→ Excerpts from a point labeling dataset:
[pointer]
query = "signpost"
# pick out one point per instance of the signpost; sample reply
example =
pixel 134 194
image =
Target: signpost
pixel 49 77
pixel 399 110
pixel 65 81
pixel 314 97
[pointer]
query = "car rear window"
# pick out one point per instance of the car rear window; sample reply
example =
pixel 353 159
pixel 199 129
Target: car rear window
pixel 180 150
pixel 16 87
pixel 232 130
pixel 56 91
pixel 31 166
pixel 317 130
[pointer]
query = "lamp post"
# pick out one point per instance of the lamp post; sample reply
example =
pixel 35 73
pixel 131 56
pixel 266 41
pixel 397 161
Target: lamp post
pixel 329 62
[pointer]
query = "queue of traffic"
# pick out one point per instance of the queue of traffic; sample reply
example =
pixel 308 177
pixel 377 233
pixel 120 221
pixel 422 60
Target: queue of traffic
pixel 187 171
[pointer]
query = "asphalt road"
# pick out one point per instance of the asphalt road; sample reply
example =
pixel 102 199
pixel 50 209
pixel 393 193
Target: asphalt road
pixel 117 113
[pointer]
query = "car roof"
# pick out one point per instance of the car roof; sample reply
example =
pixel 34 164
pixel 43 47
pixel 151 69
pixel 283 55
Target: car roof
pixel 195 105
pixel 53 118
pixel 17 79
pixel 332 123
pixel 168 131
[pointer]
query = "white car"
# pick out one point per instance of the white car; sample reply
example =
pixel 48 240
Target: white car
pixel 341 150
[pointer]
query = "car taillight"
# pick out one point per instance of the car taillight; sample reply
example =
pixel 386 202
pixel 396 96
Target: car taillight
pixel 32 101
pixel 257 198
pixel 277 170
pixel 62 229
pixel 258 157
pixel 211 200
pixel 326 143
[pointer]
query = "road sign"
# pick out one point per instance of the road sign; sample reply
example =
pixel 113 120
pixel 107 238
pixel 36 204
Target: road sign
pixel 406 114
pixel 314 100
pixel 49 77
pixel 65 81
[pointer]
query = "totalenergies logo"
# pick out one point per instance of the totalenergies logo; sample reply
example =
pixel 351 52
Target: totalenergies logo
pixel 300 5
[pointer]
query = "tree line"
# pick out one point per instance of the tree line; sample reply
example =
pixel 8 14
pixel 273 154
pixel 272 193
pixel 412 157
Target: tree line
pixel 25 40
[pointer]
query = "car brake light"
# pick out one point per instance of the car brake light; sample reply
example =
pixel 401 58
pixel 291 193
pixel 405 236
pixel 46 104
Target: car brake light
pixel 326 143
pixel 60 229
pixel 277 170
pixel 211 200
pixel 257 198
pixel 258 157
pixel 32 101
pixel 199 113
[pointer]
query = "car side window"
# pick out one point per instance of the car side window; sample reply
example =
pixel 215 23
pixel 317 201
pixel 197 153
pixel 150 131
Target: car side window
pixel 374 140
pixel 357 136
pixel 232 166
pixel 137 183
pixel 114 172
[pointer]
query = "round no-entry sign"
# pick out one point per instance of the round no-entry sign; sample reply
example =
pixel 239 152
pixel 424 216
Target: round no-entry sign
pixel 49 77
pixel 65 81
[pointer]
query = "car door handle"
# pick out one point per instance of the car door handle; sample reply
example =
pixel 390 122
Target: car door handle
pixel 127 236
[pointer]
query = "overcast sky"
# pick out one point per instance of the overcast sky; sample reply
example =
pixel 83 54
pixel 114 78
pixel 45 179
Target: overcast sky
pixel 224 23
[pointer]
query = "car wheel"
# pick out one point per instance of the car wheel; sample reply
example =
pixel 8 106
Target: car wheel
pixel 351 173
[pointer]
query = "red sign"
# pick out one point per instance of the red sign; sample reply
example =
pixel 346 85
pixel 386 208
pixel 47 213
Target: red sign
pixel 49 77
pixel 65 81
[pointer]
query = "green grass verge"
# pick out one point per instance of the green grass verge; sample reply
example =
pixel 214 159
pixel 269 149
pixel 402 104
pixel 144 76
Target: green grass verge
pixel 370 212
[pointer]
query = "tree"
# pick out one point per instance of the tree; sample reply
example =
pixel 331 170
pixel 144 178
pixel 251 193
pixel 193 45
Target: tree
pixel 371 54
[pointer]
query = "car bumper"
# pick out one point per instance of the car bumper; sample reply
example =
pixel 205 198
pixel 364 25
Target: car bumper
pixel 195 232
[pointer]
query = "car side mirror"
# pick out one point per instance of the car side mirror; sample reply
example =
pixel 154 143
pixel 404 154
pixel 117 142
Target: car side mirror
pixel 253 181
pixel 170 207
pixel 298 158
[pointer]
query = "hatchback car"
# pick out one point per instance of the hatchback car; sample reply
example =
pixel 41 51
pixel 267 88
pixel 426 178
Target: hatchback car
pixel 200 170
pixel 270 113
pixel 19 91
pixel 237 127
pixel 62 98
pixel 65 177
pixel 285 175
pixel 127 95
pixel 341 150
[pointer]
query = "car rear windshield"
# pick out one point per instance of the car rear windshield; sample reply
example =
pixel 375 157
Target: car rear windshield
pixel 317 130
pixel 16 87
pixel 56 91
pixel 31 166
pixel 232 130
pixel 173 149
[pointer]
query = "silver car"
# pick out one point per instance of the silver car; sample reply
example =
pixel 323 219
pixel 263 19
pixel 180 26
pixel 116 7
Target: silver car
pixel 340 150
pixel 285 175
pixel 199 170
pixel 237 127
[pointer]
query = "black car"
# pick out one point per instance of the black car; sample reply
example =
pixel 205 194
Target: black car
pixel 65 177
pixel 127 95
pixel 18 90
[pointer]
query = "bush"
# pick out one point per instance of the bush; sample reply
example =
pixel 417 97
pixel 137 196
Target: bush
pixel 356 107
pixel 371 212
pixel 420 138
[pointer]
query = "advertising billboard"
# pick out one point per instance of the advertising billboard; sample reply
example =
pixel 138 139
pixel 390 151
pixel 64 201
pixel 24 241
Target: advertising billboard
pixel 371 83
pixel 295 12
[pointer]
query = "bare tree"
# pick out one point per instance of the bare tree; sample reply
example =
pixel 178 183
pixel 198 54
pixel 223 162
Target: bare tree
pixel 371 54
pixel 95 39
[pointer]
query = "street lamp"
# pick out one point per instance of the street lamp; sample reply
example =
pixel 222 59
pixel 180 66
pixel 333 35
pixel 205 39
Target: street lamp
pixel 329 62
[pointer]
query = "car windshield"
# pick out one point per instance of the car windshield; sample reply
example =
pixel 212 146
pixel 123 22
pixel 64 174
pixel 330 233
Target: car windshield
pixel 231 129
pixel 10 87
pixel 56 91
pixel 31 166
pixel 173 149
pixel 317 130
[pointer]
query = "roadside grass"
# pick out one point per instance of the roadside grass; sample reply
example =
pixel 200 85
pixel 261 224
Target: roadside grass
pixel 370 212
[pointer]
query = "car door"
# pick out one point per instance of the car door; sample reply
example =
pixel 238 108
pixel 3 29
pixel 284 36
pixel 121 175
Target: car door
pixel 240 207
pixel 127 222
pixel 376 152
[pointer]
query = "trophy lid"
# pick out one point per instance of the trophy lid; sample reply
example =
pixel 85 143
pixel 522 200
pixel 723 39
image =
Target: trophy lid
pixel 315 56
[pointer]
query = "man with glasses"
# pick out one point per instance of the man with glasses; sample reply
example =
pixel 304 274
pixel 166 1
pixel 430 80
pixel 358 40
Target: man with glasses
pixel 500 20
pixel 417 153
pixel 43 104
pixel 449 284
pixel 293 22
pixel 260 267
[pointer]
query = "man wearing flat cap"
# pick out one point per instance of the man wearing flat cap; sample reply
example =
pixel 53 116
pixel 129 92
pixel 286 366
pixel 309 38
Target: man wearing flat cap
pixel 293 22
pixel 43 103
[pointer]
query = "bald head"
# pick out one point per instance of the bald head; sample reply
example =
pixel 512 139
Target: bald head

→ Your instructions: Reproduce every line of the listing above verbatim, from beginning to end.

→ Answer to the task:
[pointer]
query = "signpost"
# pick out one point per instance of the signpost; sample reply
example =
pixel 134 194
image =
Target: signpost
pixel 49 77
pixel 399 110
pixel 65 81
pixel 314 97
[pointer]
query = "car rear window"
# pick out one point per instance of the car rear window; sample reply
example =
pixel 353 159
pixel 199 129
Target: car rear window
pixel 180 150
pixel 16 87
pixel 232 130
pixel 56 91
pixel 31 166
pixel 317 130
[pointer]
query = "lamp post"
# pick out one point per instance of the lamp post; sample reply
example =
pixel 35 73
pixel 131 56
pixel 266 41
pixel 397 161
Target: lamp post
pixel 329 62
[pointer]
query = "queue of traffic"
# pick out one point per instance of the queue of traffic; sample reply
example =
pixel 308 177
pixel 377 233
pixel 120 221
pixel 422 60
Target: queue of traffic
pixel 187 171
[pointer]
query = "asphalt road"
# pick out one point per instance of the asphalt road; sample reply
example =
pixel 102 199
pixel 50 209
pixel 393 193
Target: asphalt road
pixel 117 113
[pointer]
query = "car roof"
# pick out one point per instance of the car roof; sample reply
example =
pixel 34 164
pixel 43 47
pixel 151 69
pixel 283 55
Target: car roof
pixel 195 105
pixel 53 118
pixel 17 79
pixel 332 123
pixel 168 131
[pointer]
query = "white car"
# pick out one point per instance of the white car; sample reply
example =
pixel 48 240
Target: white car
pixel 341 150
[pointer]
query = "car taillight"
# pick out one point per instance of the car taillight; sample reply
example =
pixel 386 202
pixel 396 96
Target: car taillight
pixel 32 101
pixel 257 198
pixel 277 170
pixel 62 229
pixel 258 157
pixel 211 200
pixel 326 143
[pointer]
query = "road sign"
# pick out one point per instance of the road sign; sample reply
example =
pixel 113 120
pixel 107 238
pixel 36 204
Target: road sign
pixel 406 114
pixel 314 100
pixel 49 77
pixel 65 81
[pointer]
query = "totalenergies logo"
# pick out one point per instance of the totalenergies logo; sample reply
example =
pixel 351 52
Target: totalenergies logo
pixel 300 5
[pointer]
query = "tree line"
# pick out one point per instance of the tree line; sample reply
example =
pixel 8 14
pixel 273 154
pixel 272 193
pixel 412 157
Target: tree line
pixel 25 40
[pointer]
query = "car brake light"
# pick out one point per instance of the car brake light; sample reply
example =
pixel 401 58
pixel 291 193
pixel 405 236
pixel 46 104
Target: car brake light
pixel 326 143
pixel 60 229
pixel 277 170
pixel 211 200
pixel 257 198
pixel 258 157
pixel 32 101
pixel 199 113
[pointer]
query = "car side window"
# pick out one point per instance of the car side window; sample reply
example =
pixel 215 23
pixel 317 201
pixel 197 153
pixel 150 131
Target: car side window
pixel 374 140
pixel 357 136
pixel 232 166
pixel 137 183
pixel 114 172
[pointer]
query = "round no-entry sign"
# pick out one point per instance of the round no-entry sign; sample reply
example =
pixel 239 152
pixel 424 216
Target: round no-entry sign
pixel 49 77
pixel 65 81
[pointer]
query = "car door handle"
# pick out one point per instance of the car door handle; sample reply
example =
pixel 390 122
Target: car door handle
pixel 127 236
[pointer]
query = "overcast sky"
# pick out one point per instance of the overcast sky; sample reply
example =
pixel 83 54
pixel 114 78
pixel 45 179
Target: overcast sky
pixel 224 23
[pointer]
query = "car wheel"
# pick out one point per instance of the car wheel; sample reply
example =
pixel 8 106
Target: car wheel
pixel 351 173
[pointer]
query = "red sign"
# pick out one point per instance of the red sign; sample reply
example =
pixel 346 85
pixel 386 208
pixel 47 213
Target: red sign
pixel 49 77
pixel 65 81
[pointer]
query = "green grass verge"
# pick out one point per instance of the green grass verge; sample reply
example =
pixel 214 159
pixel 269 149
pixel 402 104
pixel 144 76
Target: green grass verge
pixel 370 212
[pointer]
query = "tree"
# pick out one point per instance of the tree; sample reply
example =
pixel 331 170
pixel 144 178
pixel 251 193
pixel 193 45
Target: tree
pixel 371 54
[pointer]
query = "car bumper"
# pick out one point per instance of the car bumper; sample reply
example =
pixel 205 198
pixel 364 25
Target: car bumper
pixel 195 232
[pointer]
query = "car side mirror"
# pick out one point per instance of the car side mirror; sample reply
example =
pixel 154 143
pixel 404 154
pixel 117 142
Target: car side mirror
pixel 253 181
pixel 170 207
pixel 298 158
[pointer]
query = "hatchback car"
# pick out one point per instance of the hatchback car; sample reply
example =
pixel 41 51
pixel 267 88
pixel 426 178
Target: hatchback car
pixel 200 170
pixel 270 113
pixel 19 91
pixel 237 127
pixel 62 98
pixel 65 177
pixel 285 175
pixel 127 95
pixel 341 150
[pointer]
query = "car rear windshield"
# pick out one point per instance of the car rear windshield; sample reply
example =
pixel 375 157
Target: car rear windshield
pixel 317 130
pixel 16 87
pixel 56 91
pixel 31 166
pixel 232 130
pixel 173 149
[pointer]
query = "silver car"
# pick out one point per instance of the silver car; sample reply
example =
pixel 323 219
pixel 263 19
pixel 180 26
pixel 116 7
Target: silver car
pixel 340 150
pixel 285 175
pixel 199 170
pixel 237 127
[pointer]
query = "black car"
# pick out one point per instance of the black car; sample reply
example =
pixel 205 194
Target: black car
pixel 65 177
pixel 127 95
pixel 18 90
[pointer]
query = "bush"
# pick out one point per instance of the bush; sample reply
example =
pixel 417 97
pixel 137 196
Target: bush
pixel 356 107
pixel 371 212
pixel 420 138
[pointer]
query = "advertising billboard"
# pick out one point per instance of the advertising billboard; sample reply
example =
pixel 138 139
pixel 390 151
pixel 64 201
pixel 24 241
Target: advertising billboard
pixel 371 83
pixel 295 12
[pointer]
query = "bare tree"
# pick out one point per instance of the bare tree; sample reply
example =
pixel 178 183
pixel 198 54
pixel 223 162
Target: bare tree
pixel 371 54
pixel 95 39
[pointer]
query = "street lamp"
# pick out one point per instance of the street lamp; sample reply
example =
pixel 222 59
pixel 180 66
pixel 333 35
pixel 205 39
Target: street lamp
pixel 329 62
[pointer]
query = "car windshield"
# pick out one point per instance of the car windshield; sample reply
example =
pixel 212 146
pixel 123 22
pixel 64 174
pixel 330 233
Target: car windshield
pixel 231 129
pixel 10 87
pixel 56 91
pixel 31 166
pixel 173 149
pixel 317 130
[pointer]
query = "roadside grass"
# pick out one point per instance of the roadside grass; sample reply
example =
pixel 200 85
pixel 261 224
Target: roadside grass
pixel 370 212
[pointer]
query = "car door"
# pick out one point per instance of the car door; sample reply
example =
pixel 238 108
pixel 3 29
pixel 284 36
pixel 121 175
Target: car door
pixel 240 207
pixel 127 222
pixel 376 152
[pointer]
query = "trophy lid"
# pick out one point per instance of the trophy lid; sample reply
example =
pixel 85 143
pixel 522 200
pixel 723 39
image =
Target: trophy lid
pixel 315 56
[pointer]
query = "man with glasses"
# pick out one point per instance of the man with glasses; sample reply
example =
pixel 304 274
pixel 166 1
pixel 430 80
pixel 358 40
Target: man with glasses
pixel 500 20
pixel 417 153
pixel 43 104
pixel 449 284
pixel 293 22
pixel 260 267
[pointer]
query = "man wearing flat cap"
# pick out one point per instance of the man wearing flat cap; sample reply
example =
pixel 53 116
pixel 129 92
pixel 286 366
pixel 309 38
Target: man wearing flat cap
pixel 293 22
pixel 43 103
[pointer]
query = "bald head"
# pick out one point per instance of the bald head; sample reply
example =
pixel 512 139
Target: bald head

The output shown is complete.